Goal ->
Please rewrite the material from the line with "Q: Find one point on every instance of the white countertop" through the end of the material, substituting "pine branch" for "fir branch" and keeping everything else unchanged.

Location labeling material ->

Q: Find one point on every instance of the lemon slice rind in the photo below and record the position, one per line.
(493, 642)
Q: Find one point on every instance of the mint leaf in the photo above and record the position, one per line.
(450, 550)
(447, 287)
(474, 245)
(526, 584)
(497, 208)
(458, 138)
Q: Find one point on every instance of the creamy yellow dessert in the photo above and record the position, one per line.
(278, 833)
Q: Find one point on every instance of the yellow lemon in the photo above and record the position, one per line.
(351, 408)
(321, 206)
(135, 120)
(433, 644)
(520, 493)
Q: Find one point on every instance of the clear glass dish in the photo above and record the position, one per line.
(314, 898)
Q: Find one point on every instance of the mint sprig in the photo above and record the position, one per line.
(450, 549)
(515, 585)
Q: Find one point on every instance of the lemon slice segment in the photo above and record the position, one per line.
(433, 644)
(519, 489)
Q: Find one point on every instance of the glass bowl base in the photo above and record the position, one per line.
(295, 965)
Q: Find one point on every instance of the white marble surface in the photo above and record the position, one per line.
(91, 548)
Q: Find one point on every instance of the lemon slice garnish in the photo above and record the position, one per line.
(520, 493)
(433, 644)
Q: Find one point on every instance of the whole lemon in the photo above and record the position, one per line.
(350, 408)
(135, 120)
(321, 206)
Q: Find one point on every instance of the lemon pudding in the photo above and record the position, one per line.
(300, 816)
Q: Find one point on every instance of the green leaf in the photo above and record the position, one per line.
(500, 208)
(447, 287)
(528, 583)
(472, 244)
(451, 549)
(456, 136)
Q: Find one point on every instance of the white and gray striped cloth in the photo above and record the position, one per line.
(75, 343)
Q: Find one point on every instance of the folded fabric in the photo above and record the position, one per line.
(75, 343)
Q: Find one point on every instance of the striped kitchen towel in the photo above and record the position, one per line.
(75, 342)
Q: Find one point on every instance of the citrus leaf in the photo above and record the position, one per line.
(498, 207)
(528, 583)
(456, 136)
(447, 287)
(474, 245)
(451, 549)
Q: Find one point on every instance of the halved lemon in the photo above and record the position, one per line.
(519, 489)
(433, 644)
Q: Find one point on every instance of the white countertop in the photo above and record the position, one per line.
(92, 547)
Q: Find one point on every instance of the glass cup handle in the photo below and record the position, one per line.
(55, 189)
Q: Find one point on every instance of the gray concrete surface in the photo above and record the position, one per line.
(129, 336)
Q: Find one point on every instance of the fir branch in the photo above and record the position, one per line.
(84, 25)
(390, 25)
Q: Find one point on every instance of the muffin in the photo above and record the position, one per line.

Solved problem ->
Q: Find one point on every instance of the white countertop in the photo above and record the position, one per line.
(92, 547)
Q: Find one point on every instance of the glass cup handle in the photo below and record the position, one per line.
(55, 189)
Q: Find one point on every instance of the gray concrete surface in the photo above and record the position, one per line.
(129, 336)
Q: Find one point on every instance of the pine branch in the photo above and record the position, one per line.
(84, 25)
(390, 25)
Q: Find one point on every instance of the muffin in the photo above and record the position, one per line.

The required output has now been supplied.